▶ [Exercise instructions]
Your answer must be the data repeated exactly, with no pictures in it.

(Stored records)
● ● ●

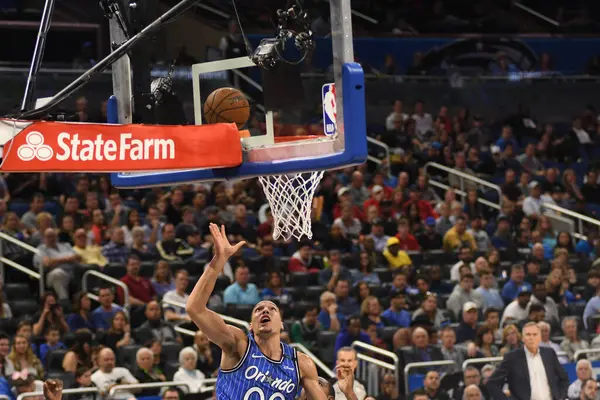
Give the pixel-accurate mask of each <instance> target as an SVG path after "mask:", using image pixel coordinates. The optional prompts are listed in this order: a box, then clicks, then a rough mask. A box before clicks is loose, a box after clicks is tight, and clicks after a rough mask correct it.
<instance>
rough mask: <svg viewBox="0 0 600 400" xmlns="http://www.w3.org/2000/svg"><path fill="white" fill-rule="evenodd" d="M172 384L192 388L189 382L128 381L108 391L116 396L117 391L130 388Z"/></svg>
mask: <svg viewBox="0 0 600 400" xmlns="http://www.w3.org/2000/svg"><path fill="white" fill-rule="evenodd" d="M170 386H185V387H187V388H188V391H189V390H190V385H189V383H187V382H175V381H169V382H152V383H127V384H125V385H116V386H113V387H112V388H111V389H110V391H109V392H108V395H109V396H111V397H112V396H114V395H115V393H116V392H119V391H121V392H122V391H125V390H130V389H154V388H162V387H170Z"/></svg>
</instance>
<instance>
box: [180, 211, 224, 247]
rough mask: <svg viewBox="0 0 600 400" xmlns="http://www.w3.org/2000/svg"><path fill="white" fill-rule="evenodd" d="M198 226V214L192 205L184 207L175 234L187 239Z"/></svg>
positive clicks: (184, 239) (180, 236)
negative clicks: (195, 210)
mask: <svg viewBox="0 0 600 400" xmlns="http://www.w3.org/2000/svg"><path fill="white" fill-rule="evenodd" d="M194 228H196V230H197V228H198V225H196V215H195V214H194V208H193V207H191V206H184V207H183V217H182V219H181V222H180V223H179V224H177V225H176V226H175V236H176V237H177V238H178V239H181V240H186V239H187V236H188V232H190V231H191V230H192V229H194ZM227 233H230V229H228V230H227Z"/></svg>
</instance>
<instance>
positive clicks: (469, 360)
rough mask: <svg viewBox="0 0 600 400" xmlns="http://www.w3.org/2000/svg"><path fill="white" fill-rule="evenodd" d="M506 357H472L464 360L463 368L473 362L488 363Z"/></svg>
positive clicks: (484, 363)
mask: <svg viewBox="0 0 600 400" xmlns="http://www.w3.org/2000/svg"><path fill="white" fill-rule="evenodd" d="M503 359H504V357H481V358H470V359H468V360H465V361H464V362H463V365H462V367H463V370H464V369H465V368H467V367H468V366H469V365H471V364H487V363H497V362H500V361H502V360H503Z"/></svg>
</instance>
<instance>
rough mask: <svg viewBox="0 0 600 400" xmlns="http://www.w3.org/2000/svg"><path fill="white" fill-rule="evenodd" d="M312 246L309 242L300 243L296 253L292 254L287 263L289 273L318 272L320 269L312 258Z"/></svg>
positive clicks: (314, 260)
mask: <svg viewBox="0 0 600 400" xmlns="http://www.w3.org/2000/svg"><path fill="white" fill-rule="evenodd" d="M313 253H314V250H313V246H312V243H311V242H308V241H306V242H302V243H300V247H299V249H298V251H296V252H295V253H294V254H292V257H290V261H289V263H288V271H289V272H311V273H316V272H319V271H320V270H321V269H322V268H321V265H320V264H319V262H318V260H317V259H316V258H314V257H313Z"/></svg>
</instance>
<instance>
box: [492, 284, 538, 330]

● ● ●

▶ [Task response]
Give the pixel-accurate mask of each <instance> target as an SVG path after "mask:", using image pixel coordinates. The optional prompts are listed in this order: a box, then clicks, then a rough mask. A box before clicks is loose, a box after clicks is tight, and clicks after a rough mask correct it.
<instance>
rough mask: <svg viewBox="0 0 600 400" xmlns="http://www.w3.org/2000/svg"><path fill="white" fill-rule="evenodd" d="M172 384L192 388L189 382L128 381L108 391L116 396L117 391L130 388Z"/></svg>
mask: <svg viewBox="0 0 600 400" xmlns="http://www.w3.org/2000/svg"><path fill="white" fill-rule="evenodd" d="M170 386H185V387H187V388H188V391H189V390H190V385H189V383H187V382H175V381H169V382H152V383H127V384H125V385H116V386H113V387H112V388H111V389H110V391H109V392H108V395H109V396H111V397H112V396H114V395H115V393H116V392H119V391H121V392H122V391H125V390H130V389H154V388H162V387H170Z"/></svg>
</instance>
<instance>
box: [180, 211, 224, 247]
rough mask: <svg viewBox="0 0 600 400" xmlns="http://www.w3.org/2000/svg"><path fill="white" fill-rule="evenodd" d="M198 226V214L192 205L184 207L175 234L187 239Z"/></svg>
positive clicks: (184, 239) (180, 236)
negative clicks: (195, 210)
mask: <svg viewBox="0 0 600 400" xmlns="http://www.w3.org/2000/svg"><path fill="white" fill-rule="evenodd" d="M194 228H196V230H197V228H198V225H196V215H195V214H194V208H193V207H191V206H184V207H183V217H182V219H181V222H180V223H179V224H177V225H176V226H175V236H176V237H177V238H178V239H181V240H186V239H187V236H188V232H190V231H191V230H192V229H194ZM227 233H230V229H228V230H227Z"/></svg>
</instance>
<instance>
positive clicks: (469, 360)
rough mask: <svg viewBox="0 0 600 400" xmlns="http://www.w3.org/2000/svg"><path fill="white" fill-rule="evenodd" d="M506 357H472L464 360L463 368L473 362L488 363Z"/></svg>
positive clicks: (484, 363)
mask: <svg viewBox="0 0 600 400" xmlns="http://www.w3.org/2000/svg"><path fill="white" fill-rule="evenodd" d="M503 359H504V357H481V358H470V359H468V360H465V361H464V362H463V365H462V367H463V370H464V369H465V368H467V367H468V366H469V365H471V364H487V363H497V362H500V361H502V360H503Z"/></svg>
</instance>
<instance>
rough mask: <svg viewBox="0 0 600 400" xmlns="http://www.w3.org/2000/svg"><path fill="white" fill-rule="evenodd" d="M312 246L309 242L300 243L296 253L292 254L287 263L289 273L318 272L320 269L312 258Z"/></svg>
positive clicks: (314, 260)
mask: <svg viewBox="0 0 600 400" xmlns="http://www.w3.org/2000/svg"><path fill="white" fill-rule="evenodd" d="M313 253H314V250H313V246H312V243H311V242H308V241H306V242H302V243H300V247H299V249H298V251H296V252H295V253H294V254H292V257H290V261H289V263H288V271H289V272H311V273H316V272H319V271H320V270H321V269H322V268H321V265H320V264H319V262H318V260H317V259H316V258H314V257H313Z"/></svg>
</instance>
<instance>
box: [492, 284, 538, 330]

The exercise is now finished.